Data supplied Start Marker
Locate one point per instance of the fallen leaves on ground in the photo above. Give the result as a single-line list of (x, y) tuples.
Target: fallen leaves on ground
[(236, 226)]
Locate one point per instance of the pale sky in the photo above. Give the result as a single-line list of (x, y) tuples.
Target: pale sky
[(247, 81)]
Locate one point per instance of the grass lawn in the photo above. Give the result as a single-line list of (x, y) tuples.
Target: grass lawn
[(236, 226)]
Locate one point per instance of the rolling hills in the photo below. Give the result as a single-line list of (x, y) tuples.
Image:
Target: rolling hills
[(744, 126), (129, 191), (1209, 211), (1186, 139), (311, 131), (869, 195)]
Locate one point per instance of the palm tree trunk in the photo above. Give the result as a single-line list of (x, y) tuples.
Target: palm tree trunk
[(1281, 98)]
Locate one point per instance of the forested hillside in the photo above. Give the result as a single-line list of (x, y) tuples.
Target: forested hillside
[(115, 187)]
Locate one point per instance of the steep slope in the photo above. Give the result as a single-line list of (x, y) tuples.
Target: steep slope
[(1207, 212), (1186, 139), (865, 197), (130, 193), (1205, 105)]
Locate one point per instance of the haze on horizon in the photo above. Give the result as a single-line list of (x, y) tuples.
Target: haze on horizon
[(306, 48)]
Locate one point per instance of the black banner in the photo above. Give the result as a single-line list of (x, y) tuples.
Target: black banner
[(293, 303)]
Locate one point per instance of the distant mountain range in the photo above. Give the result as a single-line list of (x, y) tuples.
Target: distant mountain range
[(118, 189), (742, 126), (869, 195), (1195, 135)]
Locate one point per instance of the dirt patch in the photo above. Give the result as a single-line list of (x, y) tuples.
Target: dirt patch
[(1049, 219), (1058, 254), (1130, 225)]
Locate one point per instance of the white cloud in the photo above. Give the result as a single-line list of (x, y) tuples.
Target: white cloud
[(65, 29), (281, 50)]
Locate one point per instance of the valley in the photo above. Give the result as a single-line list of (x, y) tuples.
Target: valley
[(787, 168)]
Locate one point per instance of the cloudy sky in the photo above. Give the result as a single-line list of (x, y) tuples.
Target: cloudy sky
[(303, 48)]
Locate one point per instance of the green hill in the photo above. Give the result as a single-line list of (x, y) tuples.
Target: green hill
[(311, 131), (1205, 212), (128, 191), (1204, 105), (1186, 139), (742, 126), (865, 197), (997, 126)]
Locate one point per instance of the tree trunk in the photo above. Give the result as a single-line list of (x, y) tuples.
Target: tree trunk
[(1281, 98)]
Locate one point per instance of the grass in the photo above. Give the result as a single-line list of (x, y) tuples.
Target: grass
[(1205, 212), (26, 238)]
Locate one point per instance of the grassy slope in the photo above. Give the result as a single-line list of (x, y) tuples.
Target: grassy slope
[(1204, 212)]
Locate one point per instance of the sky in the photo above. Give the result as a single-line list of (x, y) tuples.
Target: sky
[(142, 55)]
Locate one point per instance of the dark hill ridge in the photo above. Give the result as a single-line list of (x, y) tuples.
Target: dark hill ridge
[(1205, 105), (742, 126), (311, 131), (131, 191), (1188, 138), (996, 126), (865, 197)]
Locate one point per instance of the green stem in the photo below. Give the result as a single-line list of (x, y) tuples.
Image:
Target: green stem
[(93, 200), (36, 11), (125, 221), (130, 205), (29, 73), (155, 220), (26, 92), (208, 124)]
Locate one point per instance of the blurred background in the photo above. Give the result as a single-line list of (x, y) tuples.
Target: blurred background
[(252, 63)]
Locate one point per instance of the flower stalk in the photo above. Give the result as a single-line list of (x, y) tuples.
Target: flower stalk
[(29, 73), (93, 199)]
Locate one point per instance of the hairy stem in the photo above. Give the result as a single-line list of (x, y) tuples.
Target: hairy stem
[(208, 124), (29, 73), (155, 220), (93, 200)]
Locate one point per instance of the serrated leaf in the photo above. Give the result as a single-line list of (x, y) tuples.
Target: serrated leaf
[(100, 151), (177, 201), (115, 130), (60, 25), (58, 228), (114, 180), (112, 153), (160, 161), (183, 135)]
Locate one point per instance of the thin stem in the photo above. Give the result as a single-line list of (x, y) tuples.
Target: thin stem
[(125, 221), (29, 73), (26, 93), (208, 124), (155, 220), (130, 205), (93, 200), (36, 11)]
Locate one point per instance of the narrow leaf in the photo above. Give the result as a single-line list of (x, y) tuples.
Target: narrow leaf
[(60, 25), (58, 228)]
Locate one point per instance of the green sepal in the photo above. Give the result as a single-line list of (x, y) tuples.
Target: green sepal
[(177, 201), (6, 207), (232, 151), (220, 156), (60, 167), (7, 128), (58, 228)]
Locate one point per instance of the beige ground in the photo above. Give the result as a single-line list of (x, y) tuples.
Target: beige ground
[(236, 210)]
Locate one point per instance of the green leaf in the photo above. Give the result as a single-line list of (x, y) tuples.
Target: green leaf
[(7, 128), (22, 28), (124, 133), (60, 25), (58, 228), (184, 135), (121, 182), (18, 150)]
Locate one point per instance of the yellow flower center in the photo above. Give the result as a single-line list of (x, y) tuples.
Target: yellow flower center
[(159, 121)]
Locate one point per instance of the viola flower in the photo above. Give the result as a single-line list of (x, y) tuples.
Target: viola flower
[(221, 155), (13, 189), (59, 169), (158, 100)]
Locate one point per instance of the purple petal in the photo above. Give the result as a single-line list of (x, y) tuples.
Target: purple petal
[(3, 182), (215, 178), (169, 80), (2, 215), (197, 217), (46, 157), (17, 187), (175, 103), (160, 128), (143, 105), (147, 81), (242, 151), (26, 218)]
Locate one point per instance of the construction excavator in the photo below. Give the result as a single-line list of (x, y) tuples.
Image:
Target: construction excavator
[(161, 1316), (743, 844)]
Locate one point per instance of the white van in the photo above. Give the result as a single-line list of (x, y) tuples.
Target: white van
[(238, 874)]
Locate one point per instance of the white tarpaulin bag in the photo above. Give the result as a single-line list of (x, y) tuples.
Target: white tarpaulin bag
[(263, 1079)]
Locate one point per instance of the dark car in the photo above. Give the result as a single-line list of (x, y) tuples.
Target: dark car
Data supplied End Marker
▶ [Task brief]: Line by line, reproduce the records above exactly.

▶ [Response area]:
Locate one point per instance of the fallen leaves on ground in the photo above. Give the result as a single-line list of (x, y) tuples.
Target: fallen leaves on ground
[(236, 226)]
Locate one point per instance of the pale sky in the photo above. Give the result as a single-line list of (x, y) tuples.
Target: pale sky
[(247, 81)]
Locate one point per instance of the grass lawn in the photo above. Give the result as a single-line list of (x, y) tuples.
Target: grass lawn
[(236, 226)]
Locate one point per instance of the rolling hills in the photo below. Give the result as a single-line list of (x, y) tuples.
Image:
Target: rolling hills
[(744, 126), (129, 191), (1209, 211), (1186, 139), (311, 131), (869, 195)]
Locate one point per instance of the palm tree trunk in the photo above. Give the result as a single-line list of (x, y) tuples.
Target: palm tree trunk
[(1281, 98)]
Locate one point per instance of the forested hillside in the photo above. Give the result as a single-line list of (x, y) tuples.
Target: forested hillside
[(115, 187)]
Locate one point per instance of the steep slope in the photo above. Give the result as a single-line list of (x, y) tuples.
Target: steep slope
[(1207, 212), (1186, 139), (865, 197), (130, 193), (1205, 105)]
Locate one point per instance of the haze on horizon in the photo above. Give the result as a single-line list of (x, y) tuples.
Target: haze on horizon
[(306, 48)]
Locate one point per instance of the black banner in the photo above. Give the result as a single-line list of (x, y) tuples.
Target: black banner
[(293, 303)]
Locate one point per instance of the distant mountain range in the photo above. Give the result as a single-line list of (x, y) tuples.
Target: distant mountain range
[(118, 189), (742, 126), (869, 195), (1195, 135)]
Locate one point per instance of the dirt patch in the photo above. Give the result as a single-line list of (x, y) tuples.
Target: dirt patch
[(1049, 219), (1058, 254), (1130, 225)]
Locate one point per instance of the white cloud in the photo above. Give the result as a single-line list of (x, y) tuples.
Target: white cloud
[(65, 29), (281, 50)]
Locate one point per instance of the valley in the photo above. Give the result as a single-line list of (x, y) tuples.
Target: valley
[(787, 168)]
Locate one point per instance of the cloudy sky in the photo above. Give the result as a single-line list of (x, y) tuples.
Target: cloudy sky
[(303, 48)]
Locate one point per instance of the green hill in the photo above. Give the result as a single-line list of (x, y) tuples.
Target: green hill
[(311, 131), (1205, 212), (128, 191), (1204, 105), (1186, 139), (742, 126), (865, 197), (997, 126)]
Locate one point per instance of the tree trunk in the photo above. Give the result as a single-line list of (x, y) tuples.
Target: tree trunk
[(1281, 98)]
Locate one point per instance of the grass in the photo above. Give the result as a single-line list of (x, y) tuples.
Target: grass
[(1205, 212), (26, 238)]
Locate one point per instance of the grassy slope in the photo above. Give the result as a single-line list of (x, y) tuples.
Target: grassy slope
[(1204, 212)]
Locate one point per instance of the sky in the photo above. Give the result as a single-line list of (x, y) tuples.
Target: sky
[(142, 55)]
Locate one point per instance of the dark hill ridge in the photo above. Give the result as a single-line list of (x, y) tuples.
Target: dark hill ridge
[(1205, 105), (742, 126), (311, 131), (131, 191), (1188, 138), (996, 126), (865, 197)]
Locate one point per instance of the green stem in the photo below. Give the result as a single-line list of (x, y) tuples.
Image:
Target: green stem
[(93, 200), (36, 11), (125, 221), (130, 205), (29, 73), (155, 220), (26, 92), (208, 124)]
Locate one point per instance of the blurred background in the photo above. Give the result as a single-line list of (x, y) tuples.
Target: blurred background
[(252, 63)]
Locate one point per instance of the flower stalk in the photo above. Give the result as a single-line list of (x, y) tuples.
Target: flower stalk
[(29, 73), (93, 199)]
Locate one point per instance of the hairy stem in the photo above. Give the result as a single-line list of (x, y) tuples.
Target: hairy stem
[(208, 124), (29, 73), (155, 220), (93, 200)]
Locate one point per instance of the serrated leaf in the photo above. Give the result as a single-line list of (x, y) tuples.
Target: serrated leaf
[(100, 151), (177, 201), (115, 130), (60, 25), (58, 228), (114, 180), (112, 153), (160, 161), (183, 135)]
Locate one point per instance of the thin stem in the photo above. Give the result as a single-line list of (x, y) tuples.
Target: thin stem
[(125, 221), (29, 73), (26, 93), (208, 124), (155, 220), (130, 205), (93, 200), (36, 11)]
Locate one point per instance of the narrow leaf in the photo above. Give the result as a single-line list of (x, y) tuples.
Target: narrow leaf
[(60, 25), (58, 228)]
Locate one point per instance of the green sepal in the photo above. Give the result as a single-line list of (x, y) tuples.
Target: green sepal
[(177, 201), (6, 207), (232, 151), (220, 156), (60, 167), (7, 128), (58, 228)]
Locate one point per instance of the beige ground in the photo above. Give the result as a single-line list of (x, y) tuples.
Target: beige ground
[(236, 210)]
Locate one point per instance of the green leaf in the photo above. Give the result as a single-line list of (x, y) tuples.
Target: green leaf
[(7, 128), (22, 28), (124, 133), (60, 25), (58, 228), (184, 135), (121, 182), (18, 150)]
Locate one point per instance of the yellow flower center in the photo above. Give the result as a single-line list of (x, y) tuples.
Target: yellow flower center
[(159, 121)]
Locate one point per instance of the viola flower in the photo above. Give the result as a single-line list of (x, y) tuples.
Target: viola flower
[(221, 155), (13, 189), (59, 169), (158, 100)]
Locate one point per instance of the purple petal in the photo above. Give the result as a single-line list of (x, y) tuples.
Target: purple petal
[(3, 182), (215, 178), (169, 80), (2, 215), (197, 217), (46, 157), (17, 187), (175, 103), (160, 128), (143, 105), (147, 81), (242, 151), (26, 218)]
Locate one point per instance of the construction excavator in the photo below. Give the result as a single-line list of (x, y) tuples.
Image:
Target: construction excavator
[(161, 1316), (743, 844)]
Locate one point per instance of the white van in the photo above. Give the result as a single-line list of (x, y) tuples.
Target: white van
[(238, 874)]
Locate one point per instance of the white tarpaulin bag in the photo above. Give the result as a single-line list of (x, y) tuples.
Target: white tarpaulin bag
[(263, 1079)]
Locate one point per instance of the dark car in the photo above. Give the result as a single-line list of (x, y) tuples.
Target: dark car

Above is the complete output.